→ DATA RECORDS
>>>>
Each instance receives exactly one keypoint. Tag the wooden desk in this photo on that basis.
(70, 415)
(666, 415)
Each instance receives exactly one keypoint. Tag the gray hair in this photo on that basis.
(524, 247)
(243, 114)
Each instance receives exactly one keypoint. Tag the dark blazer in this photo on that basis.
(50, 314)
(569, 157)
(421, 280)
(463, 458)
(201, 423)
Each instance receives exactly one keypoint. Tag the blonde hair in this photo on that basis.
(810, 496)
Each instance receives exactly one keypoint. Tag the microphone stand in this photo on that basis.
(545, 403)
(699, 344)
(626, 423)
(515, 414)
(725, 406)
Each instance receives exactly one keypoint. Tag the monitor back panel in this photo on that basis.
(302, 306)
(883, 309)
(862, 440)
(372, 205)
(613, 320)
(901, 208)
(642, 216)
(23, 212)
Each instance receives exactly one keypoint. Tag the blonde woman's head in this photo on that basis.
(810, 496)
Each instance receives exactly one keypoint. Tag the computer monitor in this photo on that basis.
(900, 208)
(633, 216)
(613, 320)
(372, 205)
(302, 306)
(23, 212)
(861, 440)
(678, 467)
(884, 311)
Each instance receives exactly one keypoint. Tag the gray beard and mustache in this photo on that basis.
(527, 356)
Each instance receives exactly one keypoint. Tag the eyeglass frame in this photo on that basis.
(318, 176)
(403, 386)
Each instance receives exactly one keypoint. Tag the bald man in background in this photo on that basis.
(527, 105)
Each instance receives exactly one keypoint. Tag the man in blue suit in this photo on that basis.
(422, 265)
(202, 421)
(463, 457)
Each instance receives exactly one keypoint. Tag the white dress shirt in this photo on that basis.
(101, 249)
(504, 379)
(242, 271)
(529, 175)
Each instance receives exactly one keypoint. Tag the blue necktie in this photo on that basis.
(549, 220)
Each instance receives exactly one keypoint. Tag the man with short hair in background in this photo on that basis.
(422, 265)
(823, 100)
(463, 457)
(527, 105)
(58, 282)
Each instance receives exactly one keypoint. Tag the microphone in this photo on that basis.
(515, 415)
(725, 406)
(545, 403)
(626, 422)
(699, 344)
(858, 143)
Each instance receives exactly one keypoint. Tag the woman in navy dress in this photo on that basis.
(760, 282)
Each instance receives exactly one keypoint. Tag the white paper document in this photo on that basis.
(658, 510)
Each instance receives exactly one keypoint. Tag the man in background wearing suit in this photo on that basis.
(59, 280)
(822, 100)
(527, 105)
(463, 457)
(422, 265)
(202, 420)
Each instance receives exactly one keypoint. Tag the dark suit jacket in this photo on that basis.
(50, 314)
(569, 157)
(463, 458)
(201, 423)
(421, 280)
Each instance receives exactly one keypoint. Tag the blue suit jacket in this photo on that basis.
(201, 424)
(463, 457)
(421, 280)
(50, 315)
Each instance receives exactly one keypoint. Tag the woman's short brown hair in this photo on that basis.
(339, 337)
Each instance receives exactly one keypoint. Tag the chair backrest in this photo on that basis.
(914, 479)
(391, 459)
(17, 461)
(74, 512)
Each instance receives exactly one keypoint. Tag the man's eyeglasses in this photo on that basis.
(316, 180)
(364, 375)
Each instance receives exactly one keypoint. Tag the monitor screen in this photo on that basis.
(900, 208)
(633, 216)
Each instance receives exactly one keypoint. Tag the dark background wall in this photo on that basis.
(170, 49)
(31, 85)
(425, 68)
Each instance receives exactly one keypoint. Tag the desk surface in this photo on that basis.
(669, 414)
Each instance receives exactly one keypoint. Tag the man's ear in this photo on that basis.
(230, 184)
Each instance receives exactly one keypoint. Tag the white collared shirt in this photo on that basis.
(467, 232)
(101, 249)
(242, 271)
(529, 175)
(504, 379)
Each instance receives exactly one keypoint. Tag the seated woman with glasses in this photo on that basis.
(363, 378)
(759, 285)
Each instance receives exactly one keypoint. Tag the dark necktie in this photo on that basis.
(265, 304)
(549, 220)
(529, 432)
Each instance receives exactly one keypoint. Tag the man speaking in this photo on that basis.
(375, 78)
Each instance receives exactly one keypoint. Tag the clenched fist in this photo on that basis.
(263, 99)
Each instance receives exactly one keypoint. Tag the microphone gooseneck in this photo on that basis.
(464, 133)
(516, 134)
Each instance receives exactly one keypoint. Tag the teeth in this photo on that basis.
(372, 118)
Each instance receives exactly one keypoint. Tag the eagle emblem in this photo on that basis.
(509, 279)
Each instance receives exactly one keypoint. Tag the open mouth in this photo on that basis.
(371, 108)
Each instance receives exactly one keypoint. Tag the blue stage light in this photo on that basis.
<<<<
>>>>
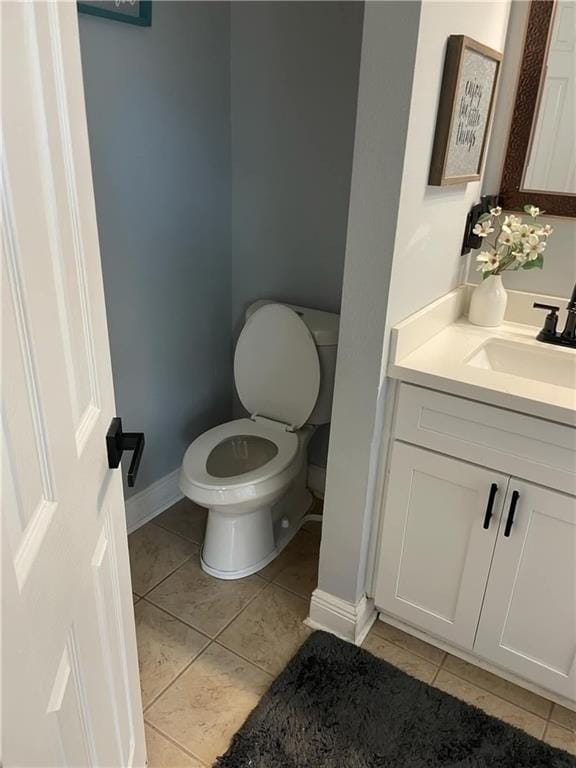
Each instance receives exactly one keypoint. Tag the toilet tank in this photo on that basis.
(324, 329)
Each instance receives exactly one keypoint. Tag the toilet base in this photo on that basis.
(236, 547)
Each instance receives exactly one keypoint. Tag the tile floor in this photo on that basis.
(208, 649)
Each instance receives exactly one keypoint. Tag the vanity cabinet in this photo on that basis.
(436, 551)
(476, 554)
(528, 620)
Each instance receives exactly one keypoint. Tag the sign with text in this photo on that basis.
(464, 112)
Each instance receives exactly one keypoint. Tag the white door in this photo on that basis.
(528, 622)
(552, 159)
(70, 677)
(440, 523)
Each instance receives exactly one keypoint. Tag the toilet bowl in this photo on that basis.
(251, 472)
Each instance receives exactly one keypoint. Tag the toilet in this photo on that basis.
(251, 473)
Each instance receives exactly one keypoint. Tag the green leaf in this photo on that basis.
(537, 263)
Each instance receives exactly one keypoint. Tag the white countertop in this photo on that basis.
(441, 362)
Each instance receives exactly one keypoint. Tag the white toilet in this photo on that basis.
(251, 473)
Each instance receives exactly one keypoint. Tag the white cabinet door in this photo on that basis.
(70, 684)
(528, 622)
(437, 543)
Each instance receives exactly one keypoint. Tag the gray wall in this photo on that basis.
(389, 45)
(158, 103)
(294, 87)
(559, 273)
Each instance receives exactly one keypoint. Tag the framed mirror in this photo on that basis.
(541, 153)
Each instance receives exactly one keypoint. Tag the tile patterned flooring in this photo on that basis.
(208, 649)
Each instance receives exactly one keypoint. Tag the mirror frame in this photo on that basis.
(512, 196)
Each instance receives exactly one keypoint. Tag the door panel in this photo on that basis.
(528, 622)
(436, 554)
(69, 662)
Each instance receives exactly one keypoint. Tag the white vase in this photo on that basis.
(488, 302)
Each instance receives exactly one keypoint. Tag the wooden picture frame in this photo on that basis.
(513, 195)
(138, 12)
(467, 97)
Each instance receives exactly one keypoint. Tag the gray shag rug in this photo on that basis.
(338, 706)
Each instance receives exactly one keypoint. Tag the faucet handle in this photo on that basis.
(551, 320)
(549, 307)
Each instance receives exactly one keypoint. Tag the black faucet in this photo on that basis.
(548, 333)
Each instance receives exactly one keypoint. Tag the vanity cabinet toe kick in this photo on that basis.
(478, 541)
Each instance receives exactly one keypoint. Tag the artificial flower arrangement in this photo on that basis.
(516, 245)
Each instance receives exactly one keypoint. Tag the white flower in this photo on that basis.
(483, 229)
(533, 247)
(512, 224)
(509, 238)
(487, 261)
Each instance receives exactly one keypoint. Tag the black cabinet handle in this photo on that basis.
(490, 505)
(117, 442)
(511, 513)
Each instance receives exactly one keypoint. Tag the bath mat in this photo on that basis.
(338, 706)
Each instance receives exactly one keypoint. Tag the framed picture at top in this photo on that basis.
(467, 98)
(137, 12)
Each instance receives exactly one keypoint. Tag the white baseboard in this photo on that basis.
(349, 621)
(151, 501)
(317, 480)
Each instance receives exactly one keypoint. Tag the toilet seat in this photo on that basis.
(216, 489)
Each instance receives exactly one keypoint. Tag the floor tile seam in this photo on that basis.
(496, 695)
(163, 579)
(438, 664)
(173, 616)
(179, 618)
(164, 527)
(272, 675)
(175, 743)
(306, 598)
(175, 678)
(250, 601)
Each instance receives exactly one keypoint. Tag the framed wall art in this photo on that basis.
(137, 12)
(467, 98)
<<<<
→ TASK REQUIREMENTS
Whatever else the listing above holds, retype exactly only the lines from the one containing "Each instance receives exactly one keypoint. Tag the teeth" to the one containing "Each instance receives exactly one keypoint. Tag the blue stage", both ends kept.

→ SOLUTION FOR THIS PROBLEM
Each instance receives exactly one keypoint. Tag the teeth in this photo on that basis.
(372, 118)
Each instance receives exactly one keypoint. Tag the eagle emblem in this photo on that basis.
(509, 279)
Each instance receives exactly one keypoint. Tag the open mouth in this photo on that basis.
(371, 108)
Each instance receives exactly one keypoint. Tag the blue stage light in this photo on that basis.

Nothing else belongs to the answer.